"""

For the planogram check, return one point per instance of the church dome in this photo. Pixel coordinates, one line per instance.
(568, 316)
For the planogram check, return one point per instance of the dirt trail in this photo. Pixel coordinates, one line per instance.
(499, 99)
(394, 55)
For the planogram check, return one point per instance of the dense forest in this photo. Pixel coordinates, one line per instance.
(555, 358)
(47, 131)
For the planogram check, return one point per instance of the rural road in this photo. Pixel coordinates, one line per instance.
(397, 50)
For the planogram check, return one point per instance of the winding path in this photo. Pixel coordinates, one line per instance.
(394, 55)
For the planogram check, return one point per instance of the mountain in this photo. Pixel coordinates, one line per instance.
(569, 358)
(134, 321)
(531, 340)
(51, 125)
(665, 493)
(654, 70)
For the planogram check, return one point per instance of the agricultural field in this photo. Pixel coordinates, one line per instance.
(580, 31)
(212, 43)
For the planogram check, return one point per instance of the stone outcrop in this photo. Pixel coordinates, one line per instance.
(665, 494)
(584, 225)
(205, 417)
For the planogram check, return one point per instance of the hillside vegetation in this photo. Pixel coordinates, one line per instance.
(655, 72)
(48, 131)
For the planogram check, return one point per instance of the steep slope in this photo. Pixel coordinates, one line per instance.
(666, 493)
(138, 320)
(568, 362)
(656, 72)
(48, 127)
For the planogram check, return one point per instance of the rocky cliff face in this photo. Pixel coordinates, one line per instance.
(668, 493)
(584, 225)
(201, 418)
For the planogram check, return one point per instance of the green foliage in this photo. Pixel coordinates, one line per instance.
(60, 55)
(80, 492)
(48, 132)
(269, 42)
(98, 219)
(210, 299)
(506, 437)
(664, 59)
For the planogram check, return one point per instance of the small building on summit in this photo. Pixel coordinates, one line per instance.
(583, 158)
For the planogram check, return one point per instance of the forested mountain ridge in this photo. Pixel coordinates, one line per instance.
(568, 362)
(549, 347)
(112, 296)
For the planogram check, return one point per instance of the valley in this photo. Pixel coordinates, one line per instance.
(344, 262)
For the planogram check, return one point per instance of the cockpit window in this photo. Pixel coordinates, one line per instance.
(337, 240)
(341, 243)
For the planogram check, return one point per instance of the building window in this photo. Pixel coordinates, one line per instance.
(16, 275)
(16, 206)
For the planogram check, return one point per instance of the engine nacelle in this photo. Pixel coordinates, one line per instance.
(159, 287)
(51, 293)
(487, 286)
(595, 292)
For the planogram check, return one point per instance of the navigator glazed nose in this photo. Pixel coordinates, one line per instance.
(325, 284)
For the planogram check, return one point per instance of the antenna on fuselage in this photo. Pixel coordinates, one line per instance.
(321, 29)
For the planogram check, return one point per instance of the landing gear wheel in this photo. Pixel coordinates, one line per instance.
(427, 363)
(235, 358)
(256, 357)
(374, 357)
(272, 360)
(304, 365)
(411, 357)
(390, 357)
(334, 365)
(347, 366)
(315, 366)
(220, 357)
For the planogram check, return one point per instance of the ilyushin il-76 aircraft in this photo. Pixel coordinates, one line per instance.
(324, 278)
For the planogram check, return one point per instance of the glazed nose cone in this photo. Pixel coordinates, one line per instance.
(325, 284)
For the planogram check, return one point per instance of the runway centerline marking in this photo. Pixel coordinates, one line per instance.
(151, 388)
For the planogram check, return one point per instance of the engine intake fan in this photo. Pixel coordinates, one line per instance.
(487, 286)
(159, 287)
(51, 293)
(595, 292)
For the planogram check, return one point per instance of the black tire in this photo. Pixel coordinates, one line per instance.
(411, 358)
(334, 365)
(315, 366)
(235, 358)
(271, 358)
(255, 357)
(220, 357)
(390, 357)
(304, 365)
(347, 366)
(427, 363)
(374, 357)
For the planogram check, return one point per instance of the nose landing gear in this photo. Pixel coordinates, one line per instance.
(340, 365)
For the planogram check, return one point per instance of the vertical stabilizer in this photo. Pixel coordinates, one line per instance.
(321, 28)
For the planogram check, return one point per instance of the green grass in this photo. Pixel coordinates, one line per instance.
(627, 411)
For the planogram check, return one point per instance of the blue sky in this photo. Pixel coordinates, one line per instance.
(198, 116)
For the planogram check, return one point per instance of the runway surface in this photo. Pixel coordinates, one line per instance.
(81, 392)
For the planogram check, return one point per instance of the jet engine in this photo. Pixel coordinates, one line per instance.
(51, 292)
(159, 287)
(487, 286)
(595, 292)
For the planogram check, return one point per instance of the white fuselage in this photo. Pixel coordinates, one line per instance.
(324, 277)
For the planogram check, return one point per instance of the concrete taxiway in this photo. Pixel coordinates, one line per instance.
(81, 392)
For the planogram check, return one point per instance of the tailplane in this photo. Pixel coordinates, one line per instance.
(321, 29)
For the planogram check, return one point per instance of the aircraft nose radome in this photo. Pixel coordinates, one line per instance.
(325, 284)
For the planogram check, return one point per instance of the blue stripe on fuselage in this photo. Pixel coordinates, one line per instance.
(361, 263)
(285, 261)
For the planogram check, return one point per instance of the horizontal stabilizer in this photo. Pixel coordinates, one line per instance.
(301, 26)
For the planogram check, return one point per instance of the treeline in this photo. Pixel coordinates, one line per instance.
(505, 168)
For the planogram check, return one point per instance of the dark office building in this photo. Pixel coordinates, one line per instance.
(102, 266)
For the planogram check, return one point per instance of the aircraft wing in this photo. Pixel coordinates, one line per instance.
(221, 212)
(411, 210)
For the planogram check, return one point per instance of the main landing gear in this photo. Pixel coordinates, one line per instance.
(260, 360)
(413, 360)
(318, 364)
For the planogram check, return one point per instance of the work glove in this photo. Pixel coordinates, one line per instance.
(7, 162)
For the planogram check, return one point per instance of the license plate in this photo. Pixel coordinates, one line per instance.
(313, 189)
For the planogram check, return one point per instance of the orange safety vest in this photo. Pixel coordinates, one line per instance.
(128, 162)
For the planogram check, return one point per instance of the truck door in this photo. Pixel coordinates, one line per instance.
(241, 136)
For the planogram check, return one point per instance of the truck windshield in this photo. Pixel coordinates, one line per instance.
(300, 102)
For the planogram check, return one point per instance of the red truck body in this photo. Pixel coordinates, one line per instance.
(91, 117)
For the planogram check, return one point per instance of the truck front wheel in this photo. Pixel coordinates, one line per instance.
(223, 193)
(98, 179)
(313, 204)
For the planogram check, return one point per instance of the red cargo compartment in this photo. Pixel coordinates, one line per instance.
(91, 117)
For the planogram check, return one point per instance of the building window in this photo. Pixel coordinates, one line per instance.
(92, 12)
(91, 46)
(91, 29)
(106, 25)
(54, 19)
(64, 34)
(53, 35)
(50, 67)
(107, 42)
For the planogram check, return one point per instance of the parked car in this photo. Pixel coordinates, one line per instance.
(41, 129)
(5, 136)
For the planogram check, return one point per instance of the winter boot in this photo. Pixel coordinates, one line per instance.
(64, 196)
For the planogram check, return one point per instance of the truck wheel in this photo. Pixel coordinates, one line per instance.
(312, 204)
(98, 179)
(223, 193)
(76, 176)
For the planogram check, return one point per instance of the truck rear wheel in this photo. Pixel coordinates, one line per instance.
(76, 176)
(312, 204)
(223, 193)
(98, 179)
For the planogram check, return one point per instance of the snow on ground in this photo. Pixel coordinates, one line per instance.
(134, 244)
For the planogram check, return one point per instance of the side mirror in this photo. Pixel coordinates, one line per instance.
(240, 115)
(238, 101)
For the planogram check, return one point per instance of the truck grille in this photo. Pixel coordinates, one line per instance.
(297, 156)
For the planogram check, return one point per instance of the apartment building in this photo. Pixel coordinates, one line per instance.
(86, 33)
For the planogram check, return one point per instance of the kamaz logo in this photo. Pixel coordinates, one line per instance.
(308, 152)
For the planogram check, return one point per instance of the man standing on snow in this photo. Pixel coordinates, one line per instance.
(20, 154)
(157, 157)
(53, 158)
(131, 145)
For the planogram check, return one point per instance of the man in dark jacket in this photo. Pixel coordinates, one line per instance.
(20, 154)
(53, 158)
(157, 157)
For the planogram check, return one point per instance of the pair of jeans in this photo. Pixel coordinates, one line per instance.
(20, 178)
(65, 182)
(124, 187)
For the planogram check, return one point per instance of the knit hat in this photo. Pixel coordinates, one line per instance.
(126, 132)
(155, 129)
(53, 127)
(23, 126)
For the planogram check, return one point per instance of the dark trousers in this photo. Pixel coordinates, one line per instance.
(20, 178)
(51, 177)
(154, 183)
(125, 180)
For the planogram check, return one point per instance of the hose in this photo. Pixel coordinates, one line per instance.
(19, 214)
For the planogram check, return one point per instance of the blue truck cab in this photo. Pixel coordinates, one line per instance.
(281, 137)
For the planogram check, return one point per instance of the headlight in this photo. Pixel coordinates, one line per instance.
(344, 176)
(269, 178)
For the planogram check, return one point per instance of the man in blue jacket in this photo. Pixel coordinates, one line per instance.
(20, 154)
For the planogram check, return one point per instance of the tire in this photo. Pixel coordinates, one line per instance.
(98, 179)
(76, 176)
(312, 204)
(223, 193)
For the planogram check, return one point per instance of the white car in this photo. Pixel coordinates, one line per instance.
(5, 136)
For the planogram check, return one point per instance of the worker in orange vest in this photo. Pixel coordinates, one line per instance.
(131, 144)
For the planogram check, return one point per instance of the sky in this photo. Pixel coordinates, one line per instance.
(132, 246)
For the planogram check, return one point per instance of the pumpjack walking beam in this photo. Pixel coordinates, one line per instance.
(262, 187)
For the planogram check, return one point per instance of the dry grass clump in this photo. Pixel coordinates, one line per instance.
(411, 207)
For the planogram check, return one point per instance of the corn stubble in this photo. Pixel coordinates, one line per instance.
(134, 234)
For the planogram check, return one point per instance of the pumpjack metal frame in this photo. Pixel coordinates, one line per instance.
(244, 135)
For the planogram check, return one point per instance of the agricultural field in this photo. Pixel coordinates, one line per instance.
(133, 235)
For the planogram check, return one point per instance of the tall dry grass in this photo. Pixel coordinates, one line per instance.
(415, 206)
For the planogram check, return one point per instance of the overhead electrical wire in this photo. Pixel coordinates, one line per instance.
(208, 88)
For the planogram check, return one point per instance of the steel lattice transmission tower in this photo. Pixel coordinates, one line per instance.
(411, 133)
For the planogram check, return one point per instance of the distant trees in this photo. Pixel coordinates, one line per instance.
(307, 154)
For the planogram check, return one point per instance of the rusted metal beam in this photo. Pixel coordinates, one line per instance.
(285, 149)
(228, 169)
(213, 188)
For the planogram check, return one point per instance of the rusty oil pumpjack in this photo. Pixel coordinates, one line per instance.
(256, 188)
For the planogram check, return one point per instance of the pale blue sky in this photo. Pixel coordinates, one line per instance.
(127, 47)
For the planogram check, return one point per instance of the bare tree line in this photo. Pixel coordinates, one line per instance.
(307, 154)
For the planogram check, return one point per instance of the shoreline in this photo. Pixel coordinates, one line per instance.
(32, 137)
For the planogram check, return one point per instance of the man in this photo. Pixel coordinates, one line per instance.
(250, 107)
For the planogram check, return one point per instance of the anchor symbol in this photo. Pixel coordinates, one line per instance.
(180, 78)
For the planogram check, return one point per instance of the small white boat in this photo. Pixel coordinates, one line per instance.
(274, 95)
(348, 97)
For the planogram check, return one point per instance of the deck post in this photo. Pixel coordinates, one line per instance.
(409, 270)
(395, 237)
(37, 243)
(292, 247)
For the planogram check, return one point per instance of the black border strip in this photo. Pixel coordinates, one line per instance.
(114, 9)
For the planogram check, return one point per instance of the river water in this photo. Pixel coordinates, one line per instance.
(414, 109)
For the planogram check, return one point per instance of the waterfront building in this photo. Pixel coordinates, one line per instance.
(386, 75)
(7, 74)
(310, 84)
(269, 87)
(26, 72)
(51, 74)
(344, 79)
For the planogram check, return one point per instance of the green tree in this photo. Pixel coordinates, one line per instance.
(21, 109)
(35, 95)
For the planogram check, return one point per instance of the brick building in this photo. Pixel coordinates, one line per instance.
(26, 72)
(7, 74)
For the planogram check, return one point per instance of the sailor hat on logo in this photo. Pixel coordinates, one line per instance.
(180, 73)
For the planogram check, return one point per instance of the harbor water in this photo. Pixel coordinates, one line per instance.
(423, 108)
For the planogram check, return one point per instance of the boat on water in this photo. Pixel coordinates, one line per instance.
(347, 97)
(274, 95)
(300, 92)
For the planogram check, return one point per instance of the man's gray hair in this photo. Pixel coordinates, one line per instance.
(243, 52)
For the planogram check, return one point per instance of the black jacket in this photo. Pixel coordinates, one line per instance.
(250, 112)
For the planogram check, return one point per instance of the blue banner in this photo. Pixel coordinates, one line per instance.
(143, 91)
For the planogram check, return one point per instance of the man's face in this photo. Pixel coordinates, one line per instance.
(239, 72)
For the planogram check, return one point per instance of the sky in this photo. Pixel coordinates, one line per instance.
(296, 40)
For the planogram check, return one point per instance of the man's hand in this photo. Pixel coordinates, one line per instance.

"""

Goal:
Lines from the one containing "the black jacket" through the final line are to be given again verbatim, with nothing before or after.

Output below:
For the planogram check, return one point per instance of the black jacket in this photo. Pixel coordinates, one line per instance.
(250, 112)
For the planogram check, return one point per instance of the blue banner in this photo. Pixel coordinates, one line per instance.
(143, 91)
For the planogram check, return one point per instance of the man's face in this photo. Pixel coordinates, one line per instance.
(239, 72)
For the planogram check, return one point per instance of the sky in this photo. Pixel coordinates, one line per instance.
(296, 40)
For the planogram check, return one point per instance of the man's hand in this photo. Pixel coordinates, one line per instance.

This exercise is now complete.